- WORK ITEM: Start to finish, print the data below exactly, without the images.

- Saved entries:

——

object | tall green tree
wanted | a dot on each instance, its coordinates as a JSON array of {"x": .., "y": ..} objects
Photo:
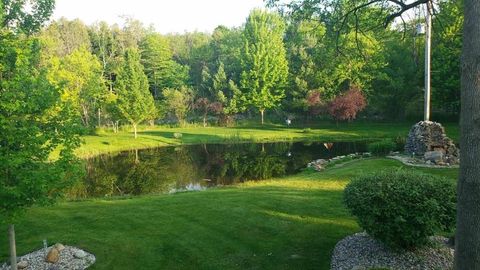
[
  {"x": 162, "y": 71},
  {"x": 79, "y": 75},
  {"x": 264, "y": 62},
  {"x": 178, "y": 102},
  {"x": 63, "y": 37},
  {"x": 32, "y": 124},
  {"x": 106, "y": 46},
  {"x": 25, "y": 16},
  {"x": 134, "y": 100}
]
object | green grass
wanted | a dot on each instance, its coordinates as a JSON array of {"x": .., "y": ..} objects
[
  {"x": 108, "y": 142},
  {"x": 285, "y": 223}
]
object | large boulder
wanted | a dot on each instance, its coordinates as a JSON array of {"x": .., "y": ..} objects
[
  {"x": 53, "y": 256},
  {"x": 428, "y": 136}
]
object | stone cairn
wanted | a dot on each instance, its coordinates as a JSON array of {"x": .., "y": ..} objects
[{"x": 427, "y": 139}]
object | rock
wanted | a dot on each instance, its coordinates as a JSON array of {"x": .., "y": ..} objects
[
  {"x": 321, "y": 161},
  {"x": 79, "y": 254},
  {"x": 428, "y": 136},
  {"x": 53, "y": 256},
  {"x": 59, "y": 247},
  {"x": 22, "y": 264},
  {"x": 434, "y": 156}
]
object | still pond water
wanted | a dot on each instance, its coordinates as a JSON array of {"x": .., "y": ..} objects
[{"x": 195, "y": 167}]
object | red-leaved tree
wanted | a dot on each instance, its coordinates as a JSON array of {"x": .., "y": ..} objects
[
  {"x": 314, "y": 103},
  {"x": 347, "y": 105}
]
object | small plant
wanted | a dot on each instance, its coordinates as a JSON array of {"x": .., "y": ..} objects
[
  {"x": 400, "y": 208},
  {"x": 382, "y": 148}
]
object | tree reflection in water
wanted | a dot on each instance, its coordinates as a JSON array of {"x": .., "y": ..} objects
[{"x": 164, "y": 169}]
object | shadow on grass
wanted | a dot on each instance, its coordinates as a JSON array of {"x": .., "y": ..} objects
[{"x": 233, "y": 228}]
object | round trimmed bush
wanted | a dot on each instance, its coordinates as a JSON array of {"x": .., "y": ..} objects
[
  {"x": 402, "y": 208},
  {"x": 381, "y": 148}
]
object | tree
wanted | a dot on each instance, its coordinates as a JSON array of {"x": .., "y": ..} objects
[
  {"x": 79, "y": 75},
  {"x": 134, "y": 100},
  {"x": 347, "y": 105},
  {"x": 206, "y": 106},
  {"x": 33, "y": 124},
  {"x": 63, "y": 37},
  {"x": 25, "y": 16},
  {"x": 162, "y": 71},
  {"x": 106, "y": 46},
  {"x": 467, "y": 239},
  {"x": 178, "y": 101},
  {"x": 264, "y": 62}
]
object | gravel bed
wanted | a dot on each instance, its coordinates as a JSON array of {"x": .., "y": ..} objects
[
  {"x": 362, "y": 252},
  {"x": 409, "y": 161},
  {"x": 67, "y": 261}
]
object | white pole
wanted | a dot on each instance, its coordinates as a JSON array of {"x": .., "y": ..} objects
[
  {"x": 428, "y": 38},
  {"x": 13, "y": 248}
]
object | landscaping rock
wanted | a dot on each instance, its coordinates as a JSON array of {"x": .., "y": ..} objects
[
  {"x": 360, "y": 251},
  {"x": 428, "y": 136},
  {"x": 59, "y": 247},
  {"x": 22, "y": 264},
  {"x": 434, "y": 156},
  {"x": 67, "y": 260},
  {"x": 79, "y": 254},
  {"x": 53, "y": 255}
]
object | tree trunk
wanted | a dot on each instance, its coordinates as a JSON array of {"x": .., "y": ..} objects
[
  {"x": 205, "y": 119},
  {"x": 467, "y": 240},
  {"x": 13, "y": 248}
]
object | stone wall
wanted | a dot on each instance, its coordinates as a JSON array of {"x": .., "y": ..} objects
[{"x": 428, "y": 139}]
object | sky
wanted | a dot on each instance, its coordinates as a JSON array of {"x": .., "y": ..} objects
[{"x": 167, "y": 16}]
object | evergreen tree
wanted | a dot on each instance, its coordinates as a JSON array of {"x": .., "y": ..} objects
[
  {"x": 264, "y": 62},
  {"x": 134, "y": 100}
]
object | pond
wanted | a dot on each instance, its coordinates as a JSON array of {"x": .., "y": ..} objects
[{"x": 196, "y": 167}]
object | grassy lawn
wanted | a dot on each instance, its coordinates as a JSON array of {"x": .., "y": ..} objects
[
  {"x": 107, "y": 142},
  {"x": 285, "y": 223}
]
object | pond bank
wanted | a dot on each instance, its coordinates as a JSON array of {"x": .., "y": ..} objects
[
  {"x": 107, "y": 142},
  {"x": 292, "y": 222}
]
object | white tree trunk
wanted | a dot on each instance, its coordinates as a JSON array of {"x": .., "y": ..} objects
[{"x": 467, "y": 240}]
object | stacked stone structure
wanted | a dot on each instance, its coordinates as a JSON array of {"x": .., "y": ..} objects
[{"x": 427, "y": 139}]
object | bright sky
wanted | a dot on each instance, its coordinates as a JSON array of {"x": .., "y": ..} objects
[{"x": 166, "y": 15}]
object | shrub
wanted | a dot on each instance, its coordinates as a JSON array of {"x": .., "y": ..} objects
[
  {"x": 381, "y": 148},
  {"x": 400, "y": 208}
]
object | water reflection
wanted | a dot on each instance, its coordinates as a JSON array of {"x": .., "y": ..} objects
[{"x": 195, "y": 167}]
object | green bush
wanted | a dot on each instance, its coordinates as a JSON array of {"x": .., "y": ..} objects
[
  {"x": 400, "y": 208},
  {"x": 381, "y": 148}
]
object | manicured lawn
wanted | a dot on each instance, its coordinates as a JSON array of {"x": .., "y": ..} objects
[
  {"x": 105, "y": 142},
  {"x": 286, "y": 223}
]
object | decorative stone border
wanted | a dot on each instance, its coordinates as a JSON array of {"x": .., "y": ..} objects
[
  {"x": 70, "y": 258},
  {"x": 360, "y": 251},
  {"x": 414, "y": 162}
]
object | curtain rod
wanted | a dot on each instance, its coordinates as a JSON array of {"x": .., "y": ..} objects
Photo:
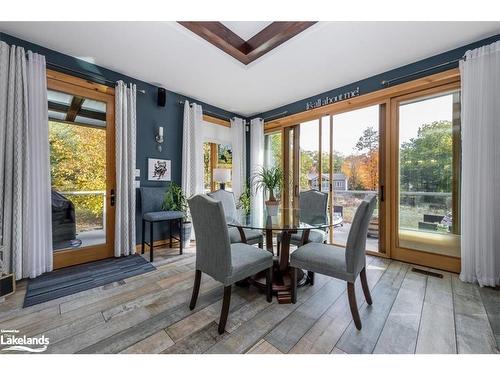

——

- OUTPUT OF THE TASK:
object | tall green tree
wanted | a dot on each instance, its coordinates as a JSON array of {"x": .., "y": ..} objects
Photo:
[
  {"x": 162, "y": 71},
  {"x": 79, "y": 75},
  {"x": 264, "y": 62},
  {"x": 178, "y": 102},
  {"x": 63, "y": 37},
  {"x": 32, "y": 124},
  {"x": 106, "y": 46},
  {"x": 25, "y": 16},
  {"x": 134, "y": 100}
]
object | green grass
wanted | a dot on each instance, its coordinates as a JSON array of {"x": .., "y": ..} objects
[
  {"x": 108, "y": 142},
  {"x": 285, "y": 223}
]
object | large boulder
wanted | a dot on each instance, its coordinates as a JSON array of {"x": .., "y": ..} objects
[
  {"x": 53, "y": 256},
  {"x": 428, "y": 136}
]
object | stone cairn
wanted | a dot on each instance, its coordinates as a JSON array of {"x": .., "y": ..} objects
[{"x": 427, "y": 139}]
object | rock
wanted | a dot on each instance, its coordinates as a JSON array of {"x": .., "y": ..} objects
[
  {"x": 321, "y": 161},
  {"x": 79, "y": 254},
  {"x": 428, "y": 136},
  {"x": 53, "y": 256},
  {"x": 59, "y": 247},
  {"x": 22, "y": 264},
  {"x": 434, "y": 156}
]
object | still pond water
wanted | a dot on each instance, its coordinates as a JSON array of {"x": .., "y": ..} objects
[{"x": 195, "y": 167}]
object | red-leaved tree
wanted | a dot on each instance, its coordinates as a JSON array of {"x": .., "y": ..} objects
[
  {"x": 314, "y": 103},
  {"x": 347, "y": 105}
]
object | small plant
wanted | a dot on each instance, its coordinates as a JSON array of {"x": .., "y": ..} objects
[
  {"x": 400, "y": 208},
  {"x": 382, "y": 148}
]
object | tree reflection in water
wanted | a dot on each instance, its coordinates as a JSON array of {"x": .., "y": ..} objects
[{"x": 164, "y": 169}]
object | shadow on grass
wanted | a dot on each instance, its coordinates as a JSON array of {"x": .., "y": ..} objects
[{"x": 233, "y": 228}]
object | round trimmed bush
wanted | a dot on each instance, its coordinates as a JSON array of {"x": .., "y": ..} objects
[
  {"x": 402, "y": 208},
  {"x": 381, "y": 148}
]
object | tree
wanted | a dot on each instance, its coordinates as a JSON array of {"x": .., "y": ..} objects
[
  {"x": 79, "y": 75},
  {"x": 134, "y": 100},
  {"x": 347, "y": 105},
  {"x": 206, "y": 106},
  {"x": 33, "y": 124},
  {"x": 63, "y": 37},
  {"x": 25, "y": 16},
  {"x": 162, "y": 71},
  {"x": 106, "y": 46},
  {"x": 467, "y": 239},
  {"x": 178, "y": 101},
  {"x": 264, "y": 62}
]
object | gravel bed
wanted | a dot on each instance, its coordinates as a JSON array of {"x": .., "y": ..} objects
[
  {"x": 362, "y": 252},
  {"x": 409, "y": 161},
  {"x": 67, "y": 261}
]
object | white pole
wanted | a dot on each instance, its coordinates as a JSON array of {"x": .., "y": ..} objects
[
  {"x": 428, "y": 38},
  {"x": 13, "y": 248}
]
object | landscaping rock
wanted | a dot on each instance, its coordinates as a JSON array of {"x": .., "y": ..} objects
[
  {"x": 360, "y": 251},
  {"x": 428, "y": 136},
  {"x": 59, "y": 247},
  {"x": 22, "y": 264},
  {"x": 434, "y": 156},
  {"x": 67, "y": 260},
  {"x": 79, "y": 254},
  {"x": 53, "y": 255}
]
object | tree trunk
wanted | a dot on each instance, its coordinates as a JSON array of {"x": .., "y": ..} objects
[
  {"x": 205, "y": 119},
  {"x": 467, "y": 240},
  {"x": 13, "y": 248}
]
object | stone wall
wanted | a dot on each instance, its coordinates as a JSON array of {"x": .., "y": ..} objects
[{"x": 428, "y": 139}]
object | sky
wanted | a dot on each instance, its coordinates as a JSON array of {"x": .., "y": ..} objects
[{"x": 167, "y": 16}]
object | evergreen tree
wanted | a dot on each instance, its coordinates as a JSON array of {"x": .., "y": ..} objects
[
  {"x": 264, "y": 62},
  {"x": 134, "y": 100}
]
object | pond
wanted | a dot on each instance, its coordinates as a JSON array of {"x": .., "y": ..} objects
[{"x": 196, "y": 167}]
object | grassy lawn
wanted | a dot on each instance, its coordinates as a JSON array of {"x": .., "y": ..} objects
[
  {"x": 107, "y": 142},
  {"x": 285, "y": 223}
]
object | pond bank
wanted | a dot on each instance, its coordinates as a JSON array of {"x": .., "y": ..} objects
[
  {"x": 107, "y": 142},
  {"x": 292, "y": 222}
]
object | white tree trunk
wanted | a dot on each instance, its coordinates as a JSON array of {"x": .., "y": ..} objects
[{"x": 467, "y": 240}]
object | stacked stone structure
wanted | a dot on each instance, its coordinates as a JSON array of {"x": .., "y": ..} objects
[{"x": 427, "y": 139}]
object | bright sky
wanted | a dot on each instance, its coordinates as a JSON array of {"x": .., "y": ..} objects
[{"x": 166, "y": 15}]
object | shrub
wanted | a dot on each instance, its coordinates as a JSON array of {"x": .., "y": ..} objects
[
  {"x": 381, "y": 148},
  {"x": 400, "y": 208}
]
object | water reflection
wanted | a dot on each instance, its coordinates as a JSON array of {"x": .., "y": ..} objects
[{"x": 195, "y": 167}]
object | green bush
wanted | a dot on each instance, its coordinates as a JSON array of {"x": .., "y": ..} objects
[
  {"x": 400, "y": 208},
  {"x": 381, "y": 148}
]
object | manicured lawn
wanted | a dot on each instance, its coordinates as a JSON array of {"x": .., "y": ..} objects
[
  {"x": 105, "y": 142},
  {"x": 286, "y": 223}
]
object | decorative stone border
wanted | a dot on each instance, its coordinates as a JSON array of {"x": .., "y": ..} objects
[
  {"x": 70, "y": 258},
  {"x": 360, "y": 251},
  {"x": 414, "y": 162}
]
object | curtain rod
wanted | a dot on each instance, its coordinates as a JSON array of {"x": .., "y": ..} objects
Photo:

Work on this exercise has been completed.